**Given text:**
Methods— Rats were assigned to 1 of 4 groups: nondiabetic, diabetic, nondiabetic/enalapril-treated, and diabetic/enalapril-treated groups. Rats assigned to the nondiabetic groups were injected with vehicle (sodium citrate buffer), and rats assigned to the diabetic groups were injected with streptozotocin (50 mg/kg IP). Enalapril (10 mg/kg per day) was administered in the drinking water and coincided with the injection of vehicle or streptozotocin. Two to 3 months later, we examined responses of pial arterioles to nitric oxide synthase (NOS)–dependent agonists (acetylcholine and ADP) and a NOS-independent agonist (nitroglycerin). After these functional studies, we harvested cerebral microvessels for Western blot analysis of eNOS protein.

**Data below:**

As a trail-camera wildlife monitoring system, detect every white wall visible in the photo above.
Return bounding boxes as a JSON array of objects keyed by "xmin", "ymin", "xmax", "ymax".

**Task instructions:**
1) In the methods passage on diabetic rats and enalapril, how was enalapril given to the rats?
2) Continue the methods passage on diabetic rats and enalapril from its final sentence.

**Expected responses:**
1) Enalapril was given in the drinking water at 10 mg/kg per day.

2)
Results— We found that acetylcholine- and ADP-induced dilatation of pial arterioles was impaired in diabetic compared with nondiabetic rats. In addition, while enalapril did not alter responses in nondiabetic rats, enalapril prevented diabetes-induced impairment of NOS-dependent vasodilatation. Furthermore, eNOS protein was higher in diabetic than in nondiabetic rats, and enalapril did not produce a further increase in eNOS protein in enalapril-treated diabetic rats compared with untreated diabetic rats.

Conclusions— These results suggest that enalapril prevents cerebrovascular dysfunction in diabetic rats. We speculate that the protective role of enalapril may be independent of an alteration in eNOS protein in cerebral microvessels.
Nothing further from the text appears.